▶ **WHAT IS ASKED**:
1. Summarize the passage on Vulamehlo Local Municipality in two sentences.
2. Answer these questions from the passage on Vulamehlo Local Municipality:
(a) Which town was the municipality's seat?
(b) What was its total population in 2011?
(c) Which body manages Vernon Crookes Nature Reserve?
3. Write the next part of the passage on Vulamehlo Local Municipality, picking up after its final sentence.

- Seal
- Location of Vulamehlo Local Municipality within KwaZulu-Natal
- Coordinates: 30°13′S 30°36′E﻿ / ﻿30.217°S 30.600°E
- Country: South Africa
- Province: KwaZulu-Natal
- District: Ugu
- Seat: Scottburgh
- Wards: 10

Government
- • Type: Municipal council
- • Mayor: W.T. Dube

Area
- • Total: 960 km^{2} (370 sq mi)

Population (2011)
- • Total: 77,403
- • Density: 81/km^{2} (210/sq mi)

Racial makeup (2011)
- • Black African: 98.9%
- • Coloured: 0.2%
- • Indian/Asian: 0.5%
- • White: 0.3%

First languages (2011)
- • Zulu: 94.6%
- • English: 1.7%
- • Southern Ndebele: 1.3%
- • Other: 2.4%
- Time zone: UTC+2 (SAST)
- Municipal code: KZN211

= Vulamehlo Local Municipality =

Vulamehlo Local Municipality was a local municipality in Ugu District Municipality, KwaZulu-Natal. It was located south of the eThekwini municipality and bordered by uMdoni to the east, Mkhambathini and Richmond to the north and Ubuhlebezwe to the west. There is an almost equal split of land between commercial agriculture and traditional settlement areas. 48% of the area is held under communal ownership through traditional authorities; the balance of the area is privately owned, except for Vernon Crookes Nature Reserve, which is managed by Ezemvelo KZN Wildlife.

▶ **INFORMATION SHOWN**:
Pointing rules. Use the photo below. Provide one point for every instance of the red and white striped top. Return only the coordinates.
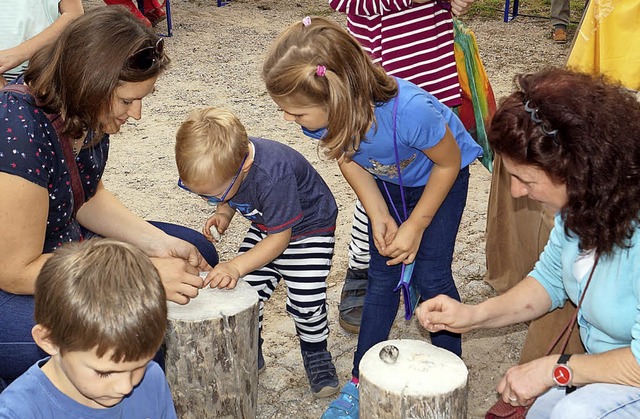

▶ **FINAL RESULTS**:
1. Vulamehlo Local Municipality was a local municipality in Ugu District Municipality, KwaZulu-Natal, located south of eThekwini and bordered by uMdoni, Mkhambathini, Richmond and Ubuhlebezwe. Its land is split almost equally between commercial agriculture and traditional settlement, with 48% held communally through traditional authorities and the rest privately owned except for Vernon Crookes Nature Reserve, which Ezemvelo KZN Wildlife manages.

2.
(a) Scottburgh
(b) 77,403
(c) Ezemvelo KZN Wildlife

3.
In 2016 the municipality was divided between eThekwini and uMdoni.

==Topography==
The municipality was characterised by sharp valleys, river systems, and hilly, broken terrain. Approximately 30% of the area was estimated to contain slopes of 1:3 and steeper. The fragmented and steep topography had limited development and agricultural production, and had greatly contributed to the dispersed nature of the area's settlement patterns.

The major river systems within the area were the uMkhomazi, Mpambanyoni and Mthwalume rivers. The other perennial rivers which flow through Vulamehlo included the Nungwane River, Lovu River, Msimbazi River, Mzimayi River, uMzinto and Mkhumbane rivers.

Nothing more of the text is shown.